§ **What is required**:
Transcribe every line of the records verbatim.

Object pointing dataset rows
........

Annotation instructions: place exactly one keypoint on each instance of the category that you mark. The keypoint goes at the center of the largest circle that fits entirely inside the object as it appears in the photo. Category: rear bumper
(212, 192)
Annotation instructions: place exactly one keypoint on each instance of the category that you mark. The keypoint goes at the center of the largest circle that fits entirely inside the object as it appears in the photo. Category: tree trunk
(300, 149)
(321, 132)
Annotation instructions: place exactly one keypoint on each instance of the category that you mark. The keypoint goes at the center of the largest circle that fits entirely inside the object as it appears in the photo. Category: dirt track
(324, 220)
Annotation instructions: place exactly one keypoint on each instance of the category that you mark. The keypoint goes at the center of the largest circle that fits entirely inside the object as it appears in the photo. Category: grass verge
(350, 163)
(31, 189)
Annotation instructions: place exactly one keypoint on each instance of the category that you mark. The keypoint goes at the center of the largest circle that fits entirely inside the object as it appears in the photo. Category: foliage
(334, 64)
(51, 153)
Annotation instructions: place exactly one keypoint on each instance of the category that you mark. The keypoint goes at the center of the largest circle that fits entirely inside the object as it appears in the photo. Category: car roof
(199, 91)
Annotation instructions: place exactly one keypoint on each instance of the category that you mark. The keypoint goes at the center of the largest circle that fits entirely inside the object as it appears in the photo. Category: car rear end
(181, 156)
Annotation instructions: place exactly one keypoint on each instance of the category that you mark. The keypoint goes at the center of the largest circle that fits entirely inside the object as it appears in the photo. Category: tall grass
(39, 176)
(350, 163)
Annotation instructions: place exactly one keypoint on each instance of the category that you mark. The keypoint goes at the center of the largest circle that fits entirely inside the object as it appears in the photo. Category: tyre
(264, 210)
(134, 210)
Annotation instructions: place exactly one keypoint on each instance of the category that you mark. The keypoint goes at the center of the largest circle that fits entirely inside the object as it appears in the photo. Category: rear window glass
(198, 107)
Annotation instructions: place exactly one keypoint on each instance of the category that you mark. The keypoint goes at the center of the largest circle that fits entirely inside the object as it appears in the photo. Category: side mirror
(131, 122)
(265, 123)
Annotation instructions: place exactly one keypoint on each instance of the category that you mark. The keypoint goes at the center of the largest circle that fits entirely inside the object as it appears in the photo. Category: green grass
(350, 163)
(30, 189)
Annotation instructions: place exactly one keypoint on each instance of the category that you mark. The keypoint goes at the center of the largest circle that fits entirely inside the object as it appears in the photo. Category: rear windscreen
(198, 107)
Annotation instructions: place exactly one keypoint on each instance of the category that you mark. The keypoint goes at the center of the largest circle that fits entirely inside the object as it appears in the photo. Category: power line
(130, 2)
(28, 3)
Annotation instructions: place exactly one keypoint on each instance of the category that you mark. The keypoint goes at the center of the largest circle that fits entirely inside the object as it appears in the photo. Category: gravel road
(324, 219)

........

§ **Full answer**:
Annotation instructions: place exactly one keypoint on each instance of the category that you mark. The keypoint goes at the center of the largest circle that fits entirely inside the object as it appears in the photo. Category: rear bumper
(212, 192)
Annotation instructions: place exactly one keypoint on each instance of the category that you mark. The keypoint goes at the center of the largest circle that fits entirely inside the object as it appears in the photo. Category: tree trunk
(300, 149)
(321, 132)
Annotation instructions: place exactly one keypoint on each instance of the category that you mark. The keypoint goes at the center of the largest circle that fits entirely inside the object as it appears in the photo. Category: dirt track
(324, 220)
Annotation instructions: place exactly one keypoint on each instance of the category that you mark. The keypoint goes at the center of the largest circle that fits entirely inside the object as it appears in the photo. Category: grass verge
(350, 163)
(31, 189)
Annotation instructions: place exactly one keypoint on each instance of the category that you mark. The keypoint goes at the center of the largest circle that fits entirely inside the object as it appears in the photo. Category: foliage
(334, 64)
(51, 153)
Annotation instructions: place exactly one keypoint on each instance of the category that you mark. The keypoint goes at the center of the largest circle that fits entirely inside the object as it appears in the photo. Category: car roof
(199, 91)
Annotation instructions: place exactly one keypoint on each instance of the category that you mark. The keypoint goes at the center of the largest circle that fits entirely inside the object as it appears in the photo. Category: car rear end
(181, 156)
Annotation instructions: place exactly one keypoint on each instance of the category that you mark. The keypoint goes at the center of the largest circle that fits entirely inside the object as it appears in the photo. Category: tall grass
(39, 176)
(350, 163)
Annotation instructions: place exactly one keypoint on each instance of the category that you mark. The keypoint goes at the center of the largest circle that fits entirely inside the object as it appears in the photo. Category: tyre
(264, 210)
(134, 210)
Annotation instructions: place exactly one keypoint on each instance of the category that you mark. The keypoint goes at the center of the largest circle that fits entirely inside the object as it appears in the photo. Category: rear window glass
(198, 107)
Annotation instructions: place exactly one keypoint on each instance of the category that you mark. The keypoint goes at the center of the largest circle that fits entirely inside the object as it appears in the photo. Category: side mirror
(131, 122)
(265, 123)
Annotation instructions: place exactly one keypoint on each instance of the category that you mark. The keypoint goes at the center of the largest circle that fits entirely inside the object as it appears in the photo. Category: green grass
(350, 163)
(30, 189)
Annotation instructions: place exactly one keypoint on each instance of the category that you mark. The keypoint goes at the center of the largest circle that fits entirely inside the object as it appears in the photo. Category: rear windscreen
(198, 107)
Annotation instructions: place exactly one keypoint on each instance of the category that you mark. The keypoint goes at the center of the largest circle that fits entirely inside the object as it appears in the photo. Category: power line
(130, 2)
(28, 3)
Annotation instructions: place exactly one keypoint on each instance of the category that you mark. The keypoint goes at the center of the largest circle that fits entirely inside the object as it appears in the photo. Category: gravel road
(324, 219)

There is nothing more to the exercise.